■ **SOURCE DOCUMENT**:
==================================================

Finished the replacecement of the blown head gasket, which included extracting a broken head bolt, and replacing a damaged pushrod, plus de-coking the pistons and head, replacing various gaskets, and eliminating an unused vacuum port on the intake manifold.

You can only imagine my delight when it fired up immediately, idled smoothly, and ran perfectly on a short run around the block!

Now, for some progressively longer drives to make sure it's REALLY fixed before I can get comfortable driving it routinely again.

Tell you what, I can't imagine a better car for an amateur like me to improve wrenching skills on. A simple and rugged machine.
 
I swept around the OTAS in preparation on an XWeb'er visit. Don't worry, the shop is still a mess.
 
Guess that means I am definitely committed. :)

Looks like Wednesday to give you some prep time.

Karl
 
Drove 300 miles to get these Abarth wheels:

Need to be refinished, but will be worth the effort.
 
A good rear-engine Fiat day.

With blown head gasket successfully repaired (including surprise removal of busted head bolt), celebrated by driving the snot out of the 850 Spider with the DCFiats club on their "Four County Run". Managed to keep up with the "big" Fiats (even on the uphills!), put 250 miles on the car, and got 37 mpg and 100 spm (smiles per mile) for the day.

Can't beat it with a stick.

Now, per various sage "tech tips", am re-torquing the heads, changing the oil and adjusting the valves. Life is good.
 
Twice lucky

Retorqued the head bolts (along with the exhaust manifold nuts, oil pan bolts, and a few other things), adjusted the valves, changed the oil, and she fired right up, running nice and smoothly.

Learned that the valves were pretty far out of whack (all of them were too open, the intakes more so than the exhausts, surprisingly), and most importantly (this is a lesson for all of us), the head bolts had loosened up a fair amount in only 300 miles of driving since replacing the head gasket.

Also, a subtle thing, the previous valve adjustment I had done used the "2-step shortcut" method I had read about somewhere, but this time I used the Fiat factory manual method (putting one set of valves "at balance" while adjusting another pair, etc.) and I suspect this is more accurate than the shortcut method.

==================================================

Outline labeling records:

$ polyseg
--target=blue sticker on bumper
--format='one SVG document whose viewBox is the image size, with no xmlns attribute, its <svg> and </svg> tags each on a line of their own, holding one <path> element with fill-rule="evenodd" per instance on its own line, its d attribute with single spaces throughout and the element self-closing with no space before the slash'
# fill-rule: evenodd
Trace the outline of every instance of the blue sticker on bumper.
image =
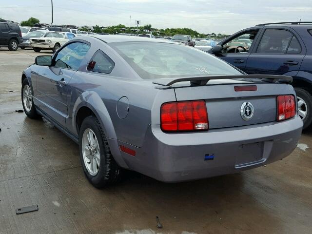
<svg viewBox="0 0 312 234">
<path fill-rule="evenodd" d="M 214 154 L 212 154 L 211 155 L 207 154 L 205 156 L 205 161 L 206 161 L 207 160 L 214 160 Z"/>
</svg>

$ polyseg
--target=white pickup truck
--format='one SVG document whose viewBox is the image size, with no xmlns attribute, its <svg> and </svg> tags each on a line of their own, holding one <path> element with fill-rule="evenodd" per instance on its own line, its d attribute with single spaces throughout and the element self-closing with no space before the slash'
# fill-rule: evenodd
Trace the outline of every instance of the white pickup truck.
<svg viewBox="0 0 312 234">
<path fill-rule="evenodd" d="M 75 37 L 75 34 L 71 33 L 49 31 L 40 38 L 30 39 L 29 42 L 30 46 L 34 47 L 36 52 L 39 52 L 41 50 L 52 49 L 54 53 L 68 40 Z"/>
</svg>

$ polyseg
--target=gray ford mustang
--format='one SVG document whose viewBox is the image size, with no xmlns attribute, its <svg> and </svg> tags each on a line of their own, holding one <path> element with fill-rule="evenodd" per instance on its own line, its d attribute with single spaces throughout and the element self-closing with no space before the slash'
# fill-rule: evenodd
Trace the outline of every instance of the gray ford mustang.
<svg viewBox="0 0 312 234">
<path fill-rule="evenodd" d="M 78 143 L 98 188 L 122 169 L 166 182 L 206 178 L 281 159 L 302 122 L 290 77 L 247 75 L 170 41 L 80 37 L 23 72 L 22 102 Z"/>
</svg>

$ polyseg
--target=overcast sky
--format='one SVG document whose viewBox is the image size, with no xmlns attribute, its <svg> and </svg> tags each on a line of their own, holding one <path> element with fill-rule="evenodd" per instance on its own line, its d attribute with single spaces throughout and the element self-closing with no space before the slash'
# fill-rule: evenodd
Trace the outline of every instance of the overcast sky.
<svg viewBox="0 0 312 234">
<path fill-rule="evenodd" d="M 31 17 L 51 23 L 51 0 L 1 0 L 0 17 L 16 22 Z M 53 0 L 56 24 L 188 27 L 231 34 L 255 24 L 312 21 L 312 0 Z M 131 16 L 131 20 L 129 22 Z"/>
</svg>

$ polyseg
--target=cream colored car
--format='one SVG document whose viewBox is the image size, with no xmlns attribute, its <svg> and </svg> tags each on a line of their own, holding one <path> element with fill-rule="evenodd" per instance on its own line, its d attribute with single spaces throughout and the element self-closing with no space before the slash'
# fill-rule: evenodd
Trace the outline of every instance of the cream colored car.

==================================================

■ **TASK REQUIREMENTS**:
[1] According to the first sentence of the Fiat repair notes, what jobs were included in finishing the head gasket replacement? List them all.
[2] Decide whether each statement agrees with the Fiat repair notes, answering yes or no and quoting the words that settle it:
(a) The car got 37 mpg on the "Four County Run."
(b) The head bolts stayed tight after the head gasket was replaced.
(c) The exhaust valves were further out of adjustment than the intake valves.
The listing is not needed for this work.

■ **ANSWERS PROVIDED**:
[1]
1. Extracting a broken head bolt
2. Replacing a damaged pushrod
3. De-coking the pistons and head
4. Replacing various gaskets
5. Eliminating an unused vacuum port on the intake manifold

[2]
(a) Yes: "put 250 miles on the car, and got 37 mpg and 100 spm (smiles per mile) for the day."
(b) No: "the head bolts had loosened up a fair amount in only 300 miles of driving since replacing the head gasket."
(c) No: "all of them were too open, the intakes more so than the exhausts, surprisingly"